### [Supplied material]
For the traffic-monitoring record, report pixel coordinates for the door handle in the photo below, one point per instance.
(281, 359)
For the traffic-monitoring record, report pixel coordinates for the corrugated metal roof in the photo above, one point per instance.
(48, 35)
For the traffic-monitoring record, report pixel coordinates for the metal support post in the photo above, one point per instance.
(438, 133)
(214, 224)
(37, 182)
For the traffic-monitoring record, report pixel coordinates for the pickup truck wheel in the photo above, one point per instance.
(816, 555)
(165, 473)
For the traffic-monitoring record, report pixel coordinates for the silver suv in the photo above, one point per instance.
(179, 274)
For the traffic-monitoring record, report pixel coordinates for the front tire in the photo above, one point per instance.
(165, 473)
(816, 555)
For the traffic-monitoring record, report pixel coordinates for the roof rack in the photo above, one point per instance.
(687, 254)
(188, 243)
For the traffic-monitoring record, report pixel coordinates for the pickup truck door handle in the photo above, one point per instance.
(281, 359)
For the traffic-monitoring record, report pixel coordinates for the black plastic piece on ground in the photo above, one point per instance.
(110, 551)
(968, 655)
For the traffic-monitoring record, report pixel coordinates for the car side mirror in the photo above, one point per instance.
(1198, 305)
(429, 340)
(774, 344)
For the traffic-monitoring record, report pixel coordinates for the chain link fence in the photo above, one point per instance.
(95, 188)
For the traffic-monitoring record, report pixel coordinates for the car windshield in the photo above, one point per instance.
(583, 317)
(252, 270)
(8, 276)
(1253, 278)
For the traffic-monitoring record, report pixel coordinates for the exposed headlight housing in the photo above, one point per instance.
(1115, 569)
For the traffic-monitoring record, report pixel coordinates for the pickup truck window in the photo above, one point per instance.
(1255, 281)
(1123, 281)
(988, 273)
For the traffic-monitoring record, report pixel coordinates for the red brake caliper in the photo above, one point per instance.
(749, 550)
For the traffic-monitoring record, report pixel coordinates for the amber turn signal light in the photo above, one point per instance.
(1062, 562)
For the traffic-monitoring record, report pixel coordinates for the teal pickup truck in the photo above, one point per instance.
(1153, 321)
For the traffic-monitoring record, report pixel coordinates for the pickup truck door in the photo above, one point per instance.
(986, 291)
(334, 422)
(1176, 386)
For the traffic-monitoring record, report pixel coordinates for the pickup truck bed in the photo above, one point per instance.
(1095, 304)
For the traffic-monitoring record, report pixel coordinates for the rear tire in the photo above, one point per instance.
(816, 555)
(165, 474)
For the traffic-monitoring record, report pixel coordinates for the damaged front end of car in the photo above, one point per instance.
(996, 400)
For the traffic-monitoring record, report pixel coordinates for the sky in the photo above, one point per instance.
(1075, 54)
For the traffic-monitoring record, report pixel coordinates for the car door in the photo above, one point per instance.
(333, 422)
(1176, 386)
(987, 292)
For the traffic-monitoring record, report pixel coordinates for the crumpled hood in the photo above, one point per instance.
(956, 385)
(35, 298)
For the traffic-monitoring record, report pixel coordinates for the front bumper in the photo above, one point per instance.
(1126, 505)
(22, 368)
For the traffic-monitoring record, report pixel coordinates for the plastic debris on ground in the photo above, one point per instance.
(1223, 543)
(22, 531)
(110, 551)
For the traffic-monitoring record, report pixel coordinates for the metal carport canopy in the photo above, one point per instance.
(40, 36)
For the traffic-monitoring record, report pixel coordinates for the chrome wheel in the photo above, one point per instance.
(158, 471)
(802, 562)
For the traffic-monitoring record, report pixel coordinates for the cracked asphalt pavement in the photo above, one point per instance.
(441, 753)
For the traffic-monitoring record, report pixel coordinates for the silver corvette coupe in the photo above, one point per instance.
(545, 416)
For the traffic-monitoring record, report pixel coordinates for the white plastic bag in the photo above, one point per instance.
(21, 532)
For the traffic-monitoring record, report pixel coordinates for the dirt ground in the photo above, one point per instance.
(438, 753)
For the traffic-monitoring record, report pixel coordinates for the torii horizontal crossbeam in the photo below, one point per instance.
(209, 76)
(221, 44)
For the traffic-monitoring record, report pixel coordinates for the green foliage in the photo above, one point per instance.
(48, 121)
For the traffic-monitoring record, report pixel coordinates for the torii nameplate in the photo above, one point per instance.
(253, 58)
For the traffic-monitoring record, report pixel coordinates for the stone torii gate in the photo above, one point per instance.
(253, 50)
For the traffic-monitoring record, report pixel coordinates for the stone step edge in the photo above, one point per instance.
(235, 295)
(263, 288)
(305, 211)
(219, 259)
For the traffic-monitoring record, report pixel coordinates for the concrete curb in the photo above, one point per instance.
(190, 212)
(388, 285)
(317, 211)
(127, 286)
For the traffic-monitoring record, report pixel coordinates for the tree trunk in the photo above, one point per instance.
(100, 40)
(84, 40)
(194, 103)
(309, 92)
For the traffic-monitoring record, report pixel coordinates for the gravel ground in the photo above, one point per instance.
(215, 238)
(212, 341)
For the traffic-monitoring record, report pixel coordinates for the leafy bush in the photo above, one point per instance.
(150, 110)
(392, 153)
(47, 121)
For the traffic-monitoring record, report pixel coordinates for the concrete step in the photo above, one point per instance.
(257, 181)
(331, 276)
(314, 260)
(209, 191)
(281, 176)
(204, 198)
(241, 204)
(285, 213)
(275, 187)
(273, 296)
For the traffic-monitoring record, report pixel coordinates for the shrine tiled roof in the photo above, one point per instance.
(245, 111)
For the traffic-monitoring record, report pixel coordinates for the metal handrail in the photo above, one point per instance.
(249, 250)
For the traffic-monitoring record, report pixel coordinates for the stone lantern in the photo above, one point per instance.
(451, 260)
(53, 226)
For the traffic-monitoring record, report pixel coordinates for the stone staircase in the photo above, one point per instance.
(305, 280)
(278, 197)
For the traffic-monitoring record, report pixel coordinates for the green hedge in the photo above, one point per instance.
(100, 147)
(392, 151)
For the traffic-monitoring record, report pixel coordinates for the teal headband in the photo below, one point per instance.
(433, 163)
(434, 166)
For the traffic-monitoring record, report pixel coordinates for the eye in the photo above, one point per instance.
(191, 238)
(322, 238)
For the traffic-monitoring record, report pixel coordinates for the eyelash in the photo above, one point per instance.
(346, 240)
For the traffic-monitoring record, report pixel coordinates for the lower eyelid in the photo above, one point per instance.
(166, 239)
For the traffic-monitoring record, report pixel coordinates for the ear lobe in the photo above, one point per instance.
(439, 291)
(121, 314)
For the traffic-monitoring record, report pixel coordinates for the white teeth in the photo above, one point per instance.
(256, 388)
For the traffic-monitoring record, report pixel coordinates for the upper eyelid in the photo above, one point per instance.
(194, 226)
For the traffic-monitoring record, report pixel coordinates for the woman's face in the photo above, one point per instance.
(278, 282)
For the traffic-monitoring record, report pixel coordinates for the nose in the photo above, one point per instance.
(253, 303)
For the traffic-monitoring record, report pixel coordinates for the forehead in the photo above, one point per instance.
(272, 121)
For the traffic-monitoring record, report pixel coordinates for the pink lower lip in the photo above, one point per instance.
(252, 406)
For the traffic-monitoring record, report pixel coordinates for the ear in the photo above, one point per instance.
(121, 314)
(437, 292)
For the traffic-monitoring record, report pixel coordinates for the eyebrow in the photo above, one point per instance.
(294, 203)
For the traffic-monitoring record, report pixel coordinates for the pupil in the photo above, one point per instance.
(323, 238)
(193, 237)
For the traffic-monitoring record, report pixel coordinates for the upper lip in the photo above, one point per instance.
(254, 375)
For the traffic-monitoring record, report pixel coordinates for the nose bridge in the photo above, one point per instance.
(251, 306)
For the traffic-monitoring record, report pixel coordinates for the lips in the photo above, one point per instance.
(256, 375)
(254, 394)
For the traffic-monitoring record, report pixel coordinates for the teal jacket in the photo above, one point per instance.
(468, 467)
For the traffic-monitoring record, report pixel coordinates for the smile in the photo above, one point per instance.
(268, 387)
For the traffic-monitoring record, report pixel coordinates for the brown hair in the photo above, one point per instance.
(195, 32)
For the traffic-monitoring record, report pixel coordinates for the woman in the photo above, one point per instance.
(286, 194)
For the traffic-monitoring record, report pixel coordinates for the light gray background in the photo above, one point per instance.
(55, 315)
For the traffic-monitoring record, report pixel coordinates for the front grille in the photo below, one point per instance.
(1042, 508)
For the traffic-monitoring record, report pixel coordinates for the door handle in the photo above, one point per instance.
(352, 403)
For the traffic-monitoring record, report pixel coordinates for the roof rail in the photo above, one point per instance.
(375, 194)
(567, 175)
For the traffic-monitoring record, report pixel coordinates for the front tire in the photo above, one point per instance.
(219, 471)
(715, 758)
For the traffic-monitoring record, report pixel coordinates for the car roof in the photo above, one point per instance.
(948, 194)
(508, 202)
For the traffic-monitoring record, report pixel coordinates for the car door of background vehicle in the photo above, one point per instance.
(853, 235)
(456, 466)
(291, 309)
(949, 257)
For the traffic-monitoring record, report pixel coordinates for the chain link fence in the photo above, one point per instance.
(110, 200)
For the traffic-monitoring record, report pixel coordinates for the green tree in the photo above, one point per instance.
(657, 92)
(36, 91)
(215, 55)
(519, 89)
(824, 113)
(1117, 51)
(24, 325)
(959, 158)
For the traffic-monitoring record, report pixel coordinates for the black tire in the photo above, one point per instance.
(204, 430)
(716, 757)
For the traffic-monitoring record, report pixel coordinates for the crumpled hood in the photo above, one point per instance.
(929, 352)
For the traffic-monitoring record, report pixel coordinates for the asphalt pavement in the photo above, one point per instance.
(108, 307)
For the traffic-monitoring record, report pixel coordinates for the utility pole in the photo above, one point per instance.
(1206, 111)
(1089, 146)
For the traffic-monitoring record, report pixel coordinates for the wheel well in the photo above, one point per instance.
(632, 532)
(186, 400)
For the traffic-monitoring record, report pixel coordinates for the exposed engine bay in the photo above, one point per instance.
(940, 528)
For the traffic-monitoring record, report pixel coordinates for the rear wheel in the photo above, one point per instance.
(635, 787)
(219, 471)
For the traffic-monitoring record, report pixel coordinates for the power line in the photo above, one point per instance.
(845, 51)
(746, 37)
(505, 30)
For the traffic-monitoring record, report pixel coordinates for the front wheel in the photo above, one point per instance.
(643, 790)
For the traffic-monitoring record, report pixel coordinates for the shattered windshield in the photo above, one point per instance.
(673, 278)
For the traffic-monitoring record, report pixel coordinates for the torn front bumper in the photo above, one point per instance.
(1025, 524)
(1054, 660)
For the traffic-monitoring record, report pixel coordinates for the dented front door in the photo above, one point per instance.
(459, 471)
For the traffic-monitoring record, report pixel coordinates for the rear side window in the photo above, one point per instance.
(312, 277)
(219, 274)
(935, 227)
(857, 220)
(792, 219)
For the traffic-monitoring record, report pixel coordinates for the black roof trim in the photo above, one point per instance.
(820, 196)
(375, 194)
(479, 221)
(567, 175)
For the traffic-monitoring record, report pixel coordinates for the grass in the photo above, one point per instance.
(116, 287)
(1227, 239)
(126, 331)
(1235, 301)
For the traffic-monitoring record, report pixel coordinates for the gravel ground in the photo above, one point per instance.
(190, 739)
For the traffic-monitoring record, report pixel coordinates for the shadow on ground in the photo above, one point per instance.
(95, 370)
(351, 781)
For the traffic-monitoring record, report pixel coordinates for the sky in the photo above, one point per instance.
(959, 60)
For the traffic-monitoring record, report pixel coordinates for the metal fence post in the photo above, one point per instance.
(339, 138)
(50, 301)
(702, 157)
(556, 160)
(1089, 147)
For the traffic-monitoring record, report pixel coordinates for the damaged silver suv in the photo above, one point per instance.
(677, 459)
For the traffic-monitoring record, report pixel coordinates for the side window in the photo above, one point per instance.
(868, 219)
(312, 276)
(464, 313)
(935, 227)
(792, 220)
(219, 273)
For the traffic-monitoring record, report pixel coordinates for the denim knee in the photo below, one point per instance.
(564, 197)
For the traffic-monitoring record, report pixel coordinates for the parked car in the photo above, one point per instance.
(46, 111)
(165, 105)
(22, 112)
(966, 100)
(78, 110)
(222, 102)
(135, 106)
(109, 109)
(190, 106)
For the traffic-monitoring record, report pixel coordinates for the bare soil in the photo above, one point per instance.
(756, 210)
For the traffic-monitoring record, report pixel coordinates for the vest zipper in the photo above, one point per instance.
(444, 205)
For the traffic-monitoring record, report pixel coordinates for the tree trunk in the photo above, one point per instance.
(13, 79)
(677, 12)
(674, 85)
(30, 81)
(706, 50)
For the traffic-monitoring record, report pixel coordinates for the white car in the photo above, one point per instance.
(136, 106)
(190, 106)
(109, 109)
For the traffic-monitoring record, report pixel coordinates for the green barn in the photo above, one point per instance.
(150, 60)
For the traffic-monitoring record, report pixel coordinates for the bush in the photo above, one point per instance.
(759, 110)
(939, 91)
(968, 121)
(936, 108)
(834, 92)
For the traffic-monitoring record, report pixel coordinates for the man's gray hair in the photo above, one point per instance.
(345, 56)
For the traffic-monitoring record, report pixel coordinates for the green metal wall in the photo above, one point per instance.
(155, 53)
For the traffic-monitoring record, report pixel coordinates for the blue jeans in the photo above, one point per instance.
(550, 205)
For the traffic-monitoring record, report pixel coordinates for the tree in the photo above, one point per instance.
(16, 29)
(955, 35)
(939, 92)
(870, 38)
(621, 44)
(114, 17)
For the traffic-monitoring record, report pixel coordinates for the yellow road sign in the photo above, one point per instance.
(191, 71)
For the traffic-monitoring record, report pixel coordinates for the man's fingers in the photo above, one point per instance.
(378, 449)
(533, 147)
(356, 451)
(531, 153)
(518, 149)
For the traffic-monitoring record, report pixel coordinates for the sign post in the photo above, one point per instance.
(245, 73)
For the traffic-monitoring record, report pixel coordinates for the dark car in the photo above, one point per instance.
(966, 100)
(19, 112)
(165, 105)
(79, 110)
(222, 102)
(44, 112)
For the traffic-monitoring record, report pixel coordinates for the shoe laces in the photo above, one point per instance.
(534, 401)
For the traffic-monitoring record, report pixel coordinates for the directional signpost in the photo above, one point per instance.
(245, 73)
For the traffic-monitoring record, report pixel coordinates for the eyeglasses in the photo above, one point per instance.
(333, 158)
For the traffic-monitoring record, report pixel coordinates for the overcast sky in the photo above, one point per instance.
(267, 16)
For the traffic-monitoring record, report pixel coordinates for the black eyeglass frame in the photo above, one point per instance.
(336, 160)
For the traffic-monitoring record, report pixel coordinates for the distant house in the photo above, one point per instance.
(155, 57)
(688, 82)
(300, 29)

### [What this task involves]
Everything from the line that contains "for the directional" through the end of the records must be duplicated exactly, and nothing outside that range.

### [Finished task]
For the traffic-monitoring record, report pixel coordinates for the directional signpost in the photo above, one point per instance.
(245, 73)
For the traffic-monitoring record, report pixel coordinates for the eyeglasses in the photo above, one point per instance.
(333, 158)
For the traffic-monitoring record, report pixel coordinates for the overcast sky in the photo above, one point per instance.
(267, 16)
For the traffic-monitoring record, report pixel coordinates for the black eyeglass frame in the photo above, one point per instance.
(336, 160)
For the traffic-monitoring record, report pixel coordinates for the distant house in the photo above, one point per instance.
(155, 57)
(688, 82)
(300, 29)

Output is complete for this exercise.